One night, during the summer of 2012, I found myself sitting in a cottage in Woods Hole, trying to explain to my parents why I’d spent much of my professional life studying the little skate (Figure 1). I was a postdoctoral fellow at Dalhousie University at the time, and working almost exclusively with skate as a model system was hard: I could only access animals while visiting the Marine Biological Laboratory (Figure 2), and while I was fortunate enough to spend my summers in Woods Hole (thanks largely to generous support from the MBL Whitman Center Fellowships programme and the MBL Embryology Course), there were relatively few tools and resources available for the skate at that time, and limited access to animals meant that I was under a great deal of pressure to design, optimise and complete experiments during a relatively short time window each year. Why would anyone do this to themselves?!
Up until that point, I’d worked exclusively on skate embryonic development. I explained to my parents that skates occupied a very important position in vertebrate evolutionary history, and that by studying skate embryos, and comparing our findings with what we know from work in mouse, chick, frog and zebrafish, we are able to make inferences about anatomical features (and developmental mechanisms) that were present in the last common ancestor of jawed vertebrates. That’s a perfectly good and valid reason for studying skate embryos, isn’t it? So why was I getting the “blank look” that many of us scientists know and dread? Could it be that aspiring to infer ancestral developmental mechanisms, while a perfectly good and reasonable academic endeavour, is not necessarily the most compelling reason for studying an obscure marine organism, in the eyes of a non-scientist? Like a stand-up comic squaring off against a heckler, I felt the need to come up with something else – and fast.
Sometimes, such moments of forced introspection push us to recognise things that we’ve long known, but rarely acknowledge. I started to think about how, for as long as I could remember, I’d been drawn to the sea, and fascinated by the amazing diversity of form that exists within it. Many marine organisms, with their remarkable (and, sometimes, downright bizarre) adaptations, have arrived at solutions to seemingly intractable biological problems – and if I was being honest, I was just as interested in understanding the skate’s oddities as I was in resolving deeply conserved features that were present at the origin of jawed vertebrates.
So, what’s weird and wonderful about the skate? Hmmmm, flat as a pancake? Electroreceptive? Toothy denticles on the skin? Oviparous mode of reproduction? I’ve always worked on skeletal development, and both my parents suffer from arthritis, and so, in that moment, I pivoted to my go-to organ system – the skeleton – and grasped at three relatively simple observations. The first observation was that cartilaginous fishes (the group of animals that includes sharks, skates and stingrays) do not form bone, but rather (as their name suggests), possess a skeleton that is composed almost entirely of cartilage. This stands in stark contrast to what is seen in mammals: in mammals, cartilage is predominantly an embryonic tissue, and the vast majority of cartilage is replaced by bone, through a process known as endochondral ossification. In adult mammals, cartilage persists in very few places within the skeleton – among them, as the thin pads of articular cartilage that are found within joints. The second observation was that, although cartilage is a rather homogeneous and simple-looking tissue (it only has a single cell type – the chondrocyte – Figure 3), it has very little capacity for spontaneous repair (for example, following articular cartilage damage), and it is surprisingly difficult to engineer in vitro. While much progress has been made in developing cell-based therapies for cartilage repair, many of these approaches are still hindered by the frustrating tendency of in vitro cartilage to differentiate toward a bony fate. The third observation related to the old adage that your pet goldfish will grow to the size of its tank. Of course, this is a gross oversimplification, but it is generally true that, unlike mammals (whose growth curves plateau), many fishes do, indeed, continue to grow (albeit very slowly) in a largely indeterminate manner.

---

◆ What you are asked to do
Copy the skate text between "Sometimes, such moments" and "origin of jawed vertebrates.", inclusive, and swap "sea" for "ocean" in it.

◆ Data below
---

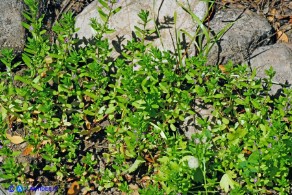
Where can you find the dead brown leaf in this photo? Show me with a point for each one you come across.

---

◆ Result of this task
Sometimes, such moments of forced introspection push us to recognise things that we’ve long known, but rarely acknowledge. I started to think about how, for as long as I could remember, I’d been drawn to the ocean, and fascinated by the amazing diversity of form that exists within it. Many marine organisms, with their remarkable (and, sometimes, downright bizarre) adaptations, have arrived at solutions to seemingly intractable biological problems – and if I was being honest, I was just as interested in understanding the skate’s oddities as I was in resolving deeply conserved features that were present at the origin of jawed vertebrates.